══ Passage shown

Mounting folders with KubernetesPodOperator on Google Composer/Airflow

10/12/2021

I am trying to mount dags folder to be able to run a python script inside of the KubernetesPodOperator on Aiflow, but can't figure out how to do it. In production I would like to do it in Google Composer. Here is my task:

kubernetes_min_pod = KubernetesPodOperator(
    task_id='pod-ex-minimum',
    cmds=["bash", "-c"],
    arguments=["cd /usr/local/tmp"],
    namespace='default',
    image='toru2220/scrapy-chrome:latest',
    is_delete_operator_pod=True,
    get_logs=True,
    in_cluster=False,
    volumes=[
        Volume("my-volume", {"persistentVolumeClaim": {"claimName": "my-volume"}})
    ],
    volume_mounts=[
        VolumeMount("my-volume", "/usr/local/tmp", sub_path=None, read_only=False)
    ],
)

I am trying to understand what is the easiest way to mount the current folder where dag is?

-- Arthur Zangiev
airflow
google-cloud-composer
kubernetes

1 Answer

10/18/2021

As per this doc, when you create an environment, Cloud Composer creates a Cloud Storage bucket and associates the bucket with your environment. The name of the bucket is based on the environment region, name, and a random ID such as “us-central1-b1-6efannnn-bucket”. Cloud Composer stores the source code for your workflows (DAGs) and their dependencies in specific folders in Cloud Storage and uses Cloud Storage FUSE to map the folders to the Airflow instances in your Cloud Composer environment.

The Cloud Composer runs on top of a GKE cluster with all the DAGs, tasks, and services running on a single node pool. As per your requirement, you are trying to mount a DAGs folder in your code, which is already mounted in the Airflow pods under “/home/airflow/gcs/dags” path. Please refer to this doc for more information about KubernetesPodOperator in Cloud Composer.

-- Vishal K
Source: StackOverflow

════

Set problem 1 →
Answer these questions from the thread above on mounting folders in Google Composer:
(a) Which image does the pod in the posted task use?
(b) What does Cloud Composer use to map the Cloud Storage folders to the Airflow instances?
(c) Under which path is the DAGs folder already mounted in the Airflow pods?
Set problem 2 →
Please sum up the thread above on mounting folders in Google Composer in two sentences.

══ Records shown

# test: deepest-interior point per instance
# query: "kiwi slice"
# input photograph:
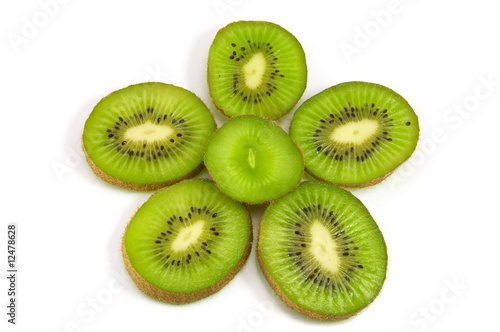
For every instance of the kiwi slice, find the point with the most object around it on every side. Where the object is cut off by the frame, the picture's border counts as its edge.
(253, 160)
(322, 252)
(147, 136)
(355, 134)
(256, 67)
(186, 242)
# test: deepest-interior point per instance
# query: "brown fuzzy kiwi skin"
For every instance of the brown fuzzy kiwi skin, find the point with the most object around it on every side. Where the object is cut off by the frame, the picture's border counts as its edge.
(134, 186)
(146, 186)
(185, 298)
(292, 305)
(265, 202)
(353, 185)
(279, 116)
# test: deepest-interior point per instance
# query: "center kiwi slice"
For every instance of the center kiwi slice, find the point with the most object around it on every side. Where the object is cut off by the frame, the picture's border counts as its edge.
(322, 252)
(253, 160)
(147, 136)
(186, 242)
(355, 134)
(256, 67)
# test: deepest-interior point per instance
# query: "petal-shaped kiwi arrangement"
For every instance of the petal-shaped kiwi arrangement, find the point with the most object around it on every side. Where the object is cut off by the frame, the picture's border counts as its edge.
(256, 68)
(186, 242)
(246, 158)
(319, 248)
(355, 134)
(147, 136)
(322, 252)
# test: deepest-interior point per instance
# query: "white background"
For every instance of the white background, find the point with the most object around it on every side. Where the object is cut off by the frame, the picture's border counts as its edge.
(438, 212)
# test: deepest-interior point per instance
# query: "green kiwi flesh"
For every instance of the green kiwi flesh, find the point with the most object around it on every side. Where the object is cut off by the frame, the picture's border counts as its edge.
(354, 134)
(253, 160)
(256, 67)
(186, 242)
(147, 135)
(322, 252)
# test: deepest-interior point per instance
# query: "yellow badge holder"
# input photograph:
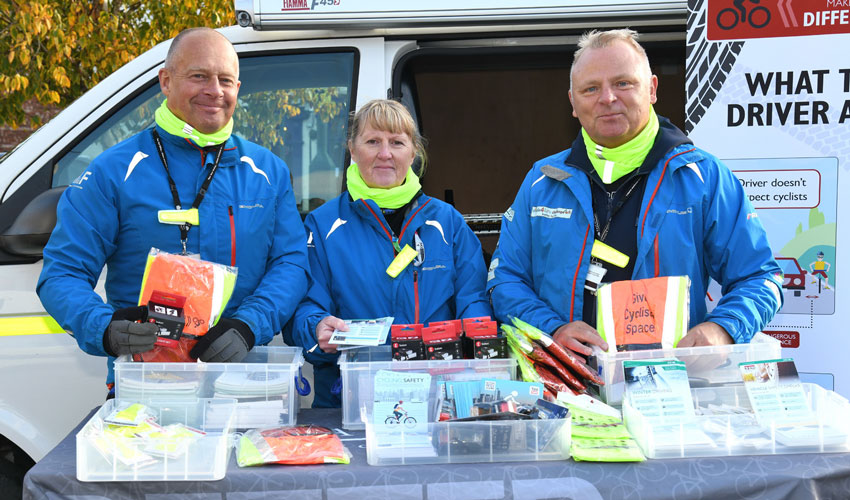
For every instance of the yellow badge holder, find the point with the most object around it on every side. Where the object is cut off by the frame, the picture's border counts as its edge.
(179, 217)
(402, 260)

════

Correct result 1 →
(a) toru2220/scrapy-chrome:latest
(b) Cloud Storage FUSE
(c) /home/airflow/gcs/dags

Correct result 2 →
A user wants to mount the DAGs folder so a Python script can run inside the KubernetesPodOperator on Airflow, with Google Composer as the production target. The answer explains that Cloud Composer stores DAGs and their dependencies in a Cloud Storage bucket and maps those folders to the Airflow instances with Cloud Storage FUSE, so the DAGs folder is already mounted in the Airflow pods under "/home/airflow/gcs/dags".